## Problem details
From the records below, pull out every line from the one containing "Localize person wearing" through the last line of the records, both ends included. Reproduce those lines word for word, with no other lines.

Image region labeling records
+--
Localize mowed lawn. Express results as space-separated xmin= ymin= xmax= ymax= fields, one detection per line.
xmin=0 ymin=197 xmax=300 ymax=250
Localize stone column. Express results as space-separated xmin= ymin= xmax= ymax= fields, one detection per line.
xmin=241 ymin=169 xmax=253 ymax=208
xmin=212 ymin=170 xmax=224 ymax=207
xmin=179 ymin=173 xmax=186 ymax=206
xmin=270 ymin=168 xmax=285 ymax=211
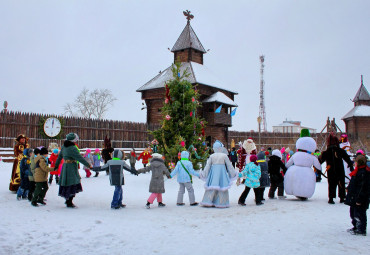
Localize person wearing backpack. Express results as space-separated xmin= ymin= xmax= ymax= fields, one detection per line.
xmin=171 ymin=151 xmax=199 ymax=206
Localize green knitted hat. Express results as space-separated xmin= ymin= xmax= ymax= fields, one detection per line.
xmin=300 ymin=128 xmax=310 ymax=137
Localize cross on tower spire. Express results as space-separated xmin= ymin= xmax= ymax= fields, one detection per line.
xmin=182 ymin=10 xmax=194 ymax=23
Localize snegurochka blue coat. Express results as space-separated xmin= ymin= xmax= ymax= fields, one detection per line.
xmin=239 ymin=162 xmax=261 ymax=188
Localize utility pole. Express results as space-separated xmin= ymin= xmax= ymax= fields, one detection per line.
xmin=259 ymin=55 xmax=267 ymax=132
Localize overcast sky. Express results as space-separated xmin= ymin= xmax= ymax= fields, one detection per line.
xmin=0 ymin=0 xmax=370 ymax=131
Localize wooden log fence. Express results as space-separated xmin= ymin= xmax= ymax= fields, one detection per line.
xmin=0 ymin=112 xmax=158 ymax=148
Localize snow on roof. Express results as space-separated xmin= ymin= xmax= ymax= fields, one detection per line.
xmin=202 ymin=92 xmax=238 ymax=107
xmin=136 ymin=62 xmax=238 ymax=94
xmin=274 ymin=122 xmax=300 ymax=127
xmin=171 ymin=22 xmax=206 ymax=53
xmin=353 ymin=84 xmax=370 ymax=102
xmin=342 ymin=105 xmax=370 ymax=120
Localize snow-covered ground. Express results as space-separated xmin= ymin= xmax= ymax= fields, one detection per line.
xmin=0 ymin=162 xmax=370 ymax=255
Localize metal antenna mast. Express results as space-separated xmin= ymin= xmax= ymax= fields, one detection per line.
xmin=259 ymin=55 xmax=267 ymax=132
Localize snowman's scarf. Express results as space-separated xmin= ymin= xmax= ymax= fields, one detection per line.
xmin=297 ymin=149 xmax=315 ymax=155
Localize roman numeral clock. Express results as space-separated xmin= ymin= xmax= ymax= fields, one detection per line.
xmin=44 ymin=117 xmax=62 ymax=137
+--
## Correct output
Localize person wearing backpack. Express results as space-separated xmin= ymin= xmax= ymax= fields, one detection per line.
xmin=171 ymin=151 xmax=199 ymax=206
Localize green knitted hat. Express results as space-separated xmin= ymin= xmax= ymax= fields, one detection per line.
xmin=300 ymin=128 xmax=310 ymax=137
Localize cross on tower spire. Express results as space-separated xmin= ymin= xmax= ymax= fields, one detection per line.
xmin=182 ymin=10 xmax=194 ymax=23
Localize snegurochka blue coat. Express results as space-separated xmin= ymin= xmax= ymax= fields, one detection per line.
xmin=239 ymin=162 xmax=261 ymax=188
Localize utility pole. Express results as space-separated xmin= ymin= xmax= ymax= fields, one detection per line.
xmin=259 ymin=55 xmax=267 ymax=132
Localize overcast sky. Express results as space-separated xmin= ymin= xmax= ymax= fields, one detection per line.
xmin=0 ymin=0 xmax=370 ymax=131
Localize wooden log fence. Express results as space-separated xmin= ymin= xmax= ymax= fields, one detection per line.
xmin=0 ymin=112 xmax=158 ymax=148
Localize snow on roof. Express results as space-separated xmin= ymin= xmax= ymax= fields, one detection per line.
xmin=202 ymin=92 xmax=238 ymax=107
xmin=136 ymin=62 xmax=238 ymax=94
xmin=274 ymin=122 xmax=300 ymax=127
xmin=171 ymin=22 xmax=206 ymax=53
xmin=353 ymin=84 xmax=370 ymax=102
xmin=342 ymin=105 xmax=370 ymax=120
Localize snow-covered ground. Express results as space-separated xmin= ymin= xmax= ymax= fields, one detection per line.
xmin=0 ymin=162 xmax=370 ymax=255
Localize metal antenna mast. Express results as space-separated xmin= ymin= xmax= ymax= fields, one detection per line.
xmin=259 ymin=55 xmax=267 ymax=132
Localize snowman's scarf. Express results as space-separated xmin= ymin= xmax= ymax= fields, one detection per line.
xmin=297 ymin=149 xmax=315 ymax=155
Localize roman numeral clock. Express results as space-separated xmin= ymin= xmax= ymax= fields, one detection per line.
xmin=44 ymin=117 xmax=62 ymax=137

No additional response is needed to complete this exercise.